Sussex on course for first new Biosphere Reserve

Release date: 
Friday, 5 July 2013

Around 150 square miles of Sussex countryside, coast and urban settlements could soon be heralded as one of the world’s finest environments.

As a member of the partnership to make the area a UNESCO Biosphere Reserve, Brighton & Hove City Council’s environment committee is set to endorse the management strategy which will allow it to move forward with the application for Biosphere status.

The area, the same size as the Isle of Wight, and including Brighton & Hove, is on course to become the first new UNESCO Biosphere Reserve in the UK for 40 years.

Biosphere areas are environments which promote a balanced relationship between people and nature.

The area is home to over 350,000 residents and attracts 12 million visitors each year.

Thousands of residents have already been involved in the project and 1,400 have signed up to become Friends of the Biosphere. Consultation results showed that 94% of respondents supported the proposals to become a Biosphere Reserve.

Councillor Pete West, chair of the Environment, Transport and Sustainability Committee said:

“Being designated a UN Biosphere would be a fantastic boost to the city and would make a significant contribution towards conserving our environment for future generations. It will also bring benefits for local businesses by encouraging eco-tourism.

“It is also about educating those living in and visiting the area to respect the ecological services nature provides – for example we are in a water stress area and rely on the Downs for our water supply.

“Biosphere status will also help raise awareness of endangered species and encourage people to think about how we can use resources wisely in order to reduce negative impacts on the environment which could push habitats and species into extinction.”

* _ENTRIES SUPPLIED_:
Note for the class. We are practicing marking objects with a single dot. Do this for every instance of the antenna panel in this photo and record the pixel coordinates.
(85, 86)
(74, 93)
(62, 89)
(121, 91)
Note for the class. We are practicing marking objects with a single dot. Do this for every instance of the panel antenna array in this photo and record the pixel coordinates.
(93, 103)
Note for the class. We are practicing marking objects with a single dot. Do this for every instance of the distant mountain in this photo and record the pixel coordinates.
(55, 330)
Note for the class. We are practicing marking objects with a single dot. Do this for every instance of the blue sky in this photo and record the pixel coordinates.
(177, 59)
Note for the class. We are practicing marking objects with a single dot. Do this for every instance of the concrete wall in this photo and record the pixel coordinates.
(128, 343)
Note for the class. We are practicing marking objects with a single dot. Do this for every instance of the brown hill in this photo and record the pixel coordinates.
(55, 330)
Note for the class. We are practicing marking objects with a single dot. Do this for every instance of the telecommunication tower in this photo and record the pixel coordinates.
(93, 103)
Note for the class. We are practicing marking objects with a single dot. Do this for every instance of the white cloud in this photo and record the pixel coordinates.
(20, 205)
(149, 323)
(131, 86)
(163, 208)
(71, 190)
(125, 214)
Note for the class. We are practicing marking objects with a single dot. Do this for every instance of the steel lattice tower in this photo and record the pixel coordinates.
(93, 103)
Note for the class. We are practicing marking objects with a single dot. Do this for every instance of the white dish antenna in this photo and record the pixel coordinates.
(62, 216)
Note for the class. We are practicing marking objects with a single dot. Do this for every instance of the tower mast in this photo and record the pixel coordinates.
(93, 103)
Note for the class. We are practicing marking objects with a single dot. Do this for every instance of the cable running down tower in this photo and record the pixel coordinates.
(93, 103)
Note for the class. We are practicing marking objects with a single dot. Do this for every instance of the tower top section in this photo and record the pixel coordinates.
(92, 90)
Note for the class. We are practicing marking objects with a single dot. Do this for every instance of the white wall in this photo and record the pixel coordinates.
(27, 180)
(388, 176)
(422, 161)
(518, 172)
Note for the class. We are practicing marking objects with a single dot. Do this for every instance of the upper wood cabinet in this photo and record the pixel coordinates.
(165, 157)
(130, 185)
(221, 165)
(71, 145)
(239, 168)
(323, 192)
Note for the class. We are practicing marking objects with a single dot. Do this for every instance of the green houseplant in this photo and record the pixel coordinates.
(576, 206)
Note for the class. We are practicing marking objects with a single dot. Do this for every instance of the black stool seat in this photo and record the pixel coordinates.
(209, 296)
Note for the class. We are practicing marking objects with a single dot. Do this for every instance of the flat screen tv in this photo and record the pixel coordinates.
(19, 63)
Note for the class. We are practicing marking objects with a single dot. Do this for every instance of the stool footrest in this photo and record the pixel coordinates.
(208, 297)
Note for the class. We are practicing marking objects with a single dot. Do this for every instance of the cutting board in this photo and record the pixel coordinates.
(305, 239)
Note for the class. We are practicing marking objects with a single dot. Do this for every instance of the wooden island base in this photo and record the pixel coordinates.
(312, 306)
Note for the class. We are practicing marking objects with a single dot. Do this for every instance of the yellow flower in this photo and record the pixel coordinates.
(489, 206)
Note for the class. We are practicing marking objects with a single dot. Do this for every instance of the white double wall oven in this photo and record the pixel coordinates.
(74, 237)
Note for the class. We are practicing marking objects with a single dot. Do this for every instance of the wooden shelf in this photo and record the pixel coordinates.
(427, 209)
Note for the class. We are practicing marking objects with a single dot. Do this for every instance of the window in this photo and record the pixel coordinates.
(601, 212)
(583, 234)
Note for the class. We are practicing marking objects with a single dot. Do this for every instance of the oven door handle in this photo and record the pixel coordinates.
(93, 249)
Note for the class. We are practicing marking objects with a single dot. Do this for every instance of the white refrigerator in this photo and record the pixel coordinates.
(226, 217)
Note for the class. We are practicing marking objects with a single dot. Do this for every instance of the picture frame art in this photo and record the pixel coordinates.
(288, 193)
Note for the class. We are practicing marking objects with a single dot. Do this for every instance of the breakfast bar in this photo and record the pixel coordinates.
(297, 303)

* _WORK REQUIRED_:
According to the Sussex Biosphere Reserve text, what percentage of consultation respondents supported the proposals? The records have no connection to the text.

* _EXERCISE OUTPUT_:
94% of respondents supported the proposals.